→ Directions for this task
Show every line below that contains the word "white", copying each such line in full.

___ Provided information ___

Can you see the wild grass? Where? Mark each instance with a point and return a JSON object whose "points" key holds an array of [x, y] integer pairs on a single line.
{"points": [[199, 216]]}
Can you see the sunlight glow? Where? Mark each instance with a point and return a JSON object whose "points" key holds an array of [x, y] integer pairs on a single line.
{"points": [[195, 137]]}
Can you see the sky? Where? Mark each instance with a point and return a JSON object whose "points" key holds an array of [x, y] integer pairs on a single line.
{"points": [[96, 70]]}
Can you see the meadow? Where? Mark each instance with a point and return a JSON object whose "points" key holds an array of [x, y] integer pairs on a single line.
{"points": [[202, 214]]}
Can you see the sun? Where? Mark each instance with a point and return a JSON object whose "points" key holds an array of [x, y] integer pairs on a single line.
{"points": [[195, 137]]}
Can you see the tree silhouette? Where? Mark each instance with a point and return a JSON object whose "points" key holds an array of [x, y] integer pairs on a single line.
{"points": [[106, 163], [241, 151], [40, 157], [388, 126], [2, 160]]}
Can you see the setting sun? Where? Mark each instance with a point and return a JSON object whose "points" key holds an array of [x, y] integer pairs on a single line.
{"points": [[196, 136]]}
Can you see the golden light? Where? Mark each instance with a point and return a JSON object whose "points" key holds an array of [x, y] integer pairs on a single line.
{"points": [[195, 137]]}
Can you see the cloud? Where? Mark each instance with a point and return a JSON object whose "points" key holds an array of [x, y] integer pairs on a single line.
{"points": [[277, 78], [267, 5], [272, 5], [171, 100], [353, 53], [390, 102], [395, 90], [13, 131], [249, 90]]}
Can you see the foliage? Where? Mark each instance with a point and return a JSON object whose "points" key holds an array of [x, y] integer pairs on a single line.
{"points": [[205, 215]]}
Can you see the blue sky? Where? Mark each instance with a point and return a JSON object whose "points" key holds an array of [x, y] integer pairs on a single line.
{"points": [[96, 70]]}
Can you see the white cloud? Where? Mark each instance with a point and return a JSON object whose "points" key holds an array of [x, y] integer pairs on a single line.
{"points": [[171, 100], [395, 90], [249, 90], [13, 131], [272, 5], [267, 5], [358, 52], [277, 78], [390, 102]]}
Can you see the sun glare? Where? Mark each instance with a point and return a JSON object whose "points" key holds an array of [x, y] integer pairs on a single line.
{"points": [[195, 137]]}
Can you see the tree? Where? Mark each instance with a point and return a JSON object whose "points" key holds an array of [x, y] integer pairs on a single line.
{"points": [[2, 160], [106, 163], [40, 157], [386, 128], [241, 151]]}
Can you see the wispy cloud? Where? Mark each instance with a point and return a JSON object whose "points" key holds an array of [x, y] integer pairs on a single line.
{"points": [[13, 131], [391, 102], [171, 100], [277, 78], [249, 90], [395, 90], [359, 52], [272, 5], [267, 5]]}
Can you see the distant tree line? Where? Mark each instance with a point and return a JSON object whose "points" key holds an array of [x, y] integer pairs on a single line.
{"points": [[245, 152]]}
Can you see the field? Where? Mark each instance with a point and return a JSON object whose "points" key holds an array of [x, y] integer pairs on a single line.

___
___ Provided information ___

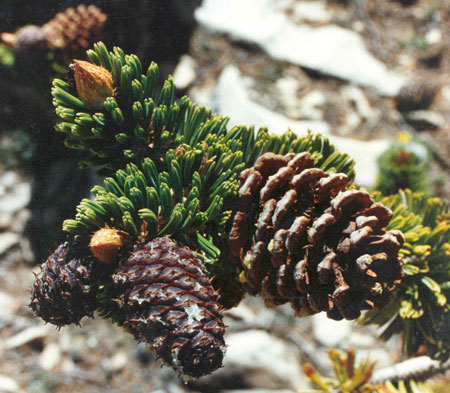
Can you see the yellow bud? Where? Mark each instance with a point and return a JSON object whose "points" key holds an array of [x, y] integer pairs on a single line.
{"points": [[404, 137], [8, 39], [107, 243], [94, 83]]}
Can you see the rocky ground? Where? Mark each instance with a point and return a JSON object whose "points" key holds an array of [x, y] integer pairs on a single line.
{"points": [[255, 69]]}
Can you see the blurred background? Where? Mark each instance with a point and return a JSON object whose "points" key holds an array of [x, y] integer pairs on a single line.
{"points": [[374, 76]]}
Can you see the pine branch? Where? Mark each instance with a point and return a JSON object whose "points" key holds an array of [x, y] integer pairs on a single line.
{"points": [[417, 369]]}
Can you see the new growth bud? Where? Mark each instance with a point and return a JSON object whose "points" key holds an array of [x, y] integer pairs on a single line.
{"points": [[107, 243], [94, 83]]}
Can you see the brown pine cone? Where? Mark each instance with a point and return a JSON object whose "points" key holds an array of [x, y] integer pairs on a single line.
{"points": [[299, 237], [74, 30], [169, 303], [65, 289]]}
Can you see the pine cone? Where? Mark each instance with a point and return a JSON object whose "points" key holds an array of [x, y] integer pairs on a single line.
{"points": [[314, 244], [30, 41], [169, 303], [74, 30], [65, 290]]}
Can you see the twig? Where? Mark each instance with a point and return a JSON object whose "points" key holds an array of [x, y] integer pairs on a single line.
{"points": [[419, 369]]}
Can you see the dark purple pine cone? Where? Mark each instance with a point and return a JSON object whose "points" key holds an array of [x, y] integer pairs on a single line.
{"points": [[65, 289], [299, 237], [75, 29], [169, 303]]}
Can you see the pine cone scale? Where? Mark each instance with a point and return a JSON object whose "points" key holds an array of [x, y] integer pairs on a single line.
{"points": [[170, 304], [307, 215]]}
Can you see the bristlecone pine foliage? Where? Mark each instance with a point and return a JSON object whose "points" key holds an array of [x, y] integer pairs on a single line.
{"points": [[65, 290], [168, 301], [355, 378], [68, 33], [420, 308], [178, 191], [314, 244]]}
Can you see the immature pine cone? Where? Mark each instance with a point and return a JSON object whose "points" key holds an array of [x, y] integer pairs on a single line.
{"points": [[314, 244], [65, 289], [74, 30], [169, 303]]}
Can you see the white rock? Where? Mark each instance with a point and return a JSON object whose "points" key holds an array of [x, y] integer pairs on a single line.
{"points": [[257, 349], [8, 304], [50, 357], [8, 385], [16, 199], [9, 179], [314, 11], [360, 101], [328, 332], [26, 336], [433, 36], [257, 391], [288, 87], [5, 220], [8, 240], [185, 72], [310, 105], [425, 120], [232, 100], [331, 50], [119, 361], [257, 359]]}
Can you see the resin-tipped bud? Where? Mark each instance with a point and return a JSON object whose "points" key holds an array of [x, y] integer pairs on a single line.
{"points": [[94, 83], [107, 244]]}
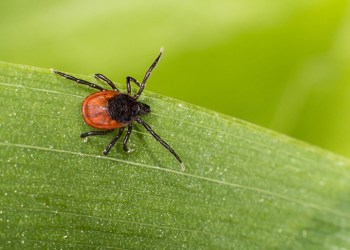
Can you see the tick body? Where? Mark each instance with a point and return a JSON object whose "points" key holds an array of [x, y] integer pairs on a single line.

___

→ Answer to the task
Can you see the white cloud? Where? Mark each instance with a point and return a JSON object whose "points" key holds an array of [x, y] integer pairs on a single line.
Can you see the white rock? Where? Mark each instance with a point and return a JSON object whose "points" key holds an array of [x, y] integer pairs on a single line.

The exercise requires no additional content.